Instructions for the task:
Update the material by replacing every "top-left corner" with "upper-left corner", and leave everything else unchanged.

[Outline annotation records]

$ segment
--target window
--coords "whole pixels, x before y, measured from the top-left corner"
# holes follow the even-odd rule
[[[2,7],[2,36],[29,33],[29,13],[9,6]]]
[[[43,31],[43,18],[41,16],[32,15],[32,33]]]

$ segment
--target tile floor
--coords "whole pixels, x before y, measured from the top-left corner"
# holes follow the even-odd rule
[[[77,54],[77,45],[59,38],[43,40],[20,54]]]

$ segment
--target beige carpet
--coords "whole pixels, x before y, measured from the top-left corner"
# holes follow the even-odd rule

Written answer:
$ segment
--target window
--coords "whole pixels, x before y, measured from the upper-left corner"
# holes follow the even-odd rule
[[[2,7],[2,36],[29,33],[29,13],[9,6]]]
[[[43,31],[43,18],[41,16],[32,15],[32,33]]]

$ segment
--target tile floor
--coords "whole pixels, x before y, measured from the upper-left corner"
# holes follow the even-odd rule
[[[77,54],[77,45],[59,38],[43,40],[20,54]]]

$ segment
--target beige carpet
--coords "whole pixels, x before y, measured from the upper-left corner"
# holes follow the even-odd rule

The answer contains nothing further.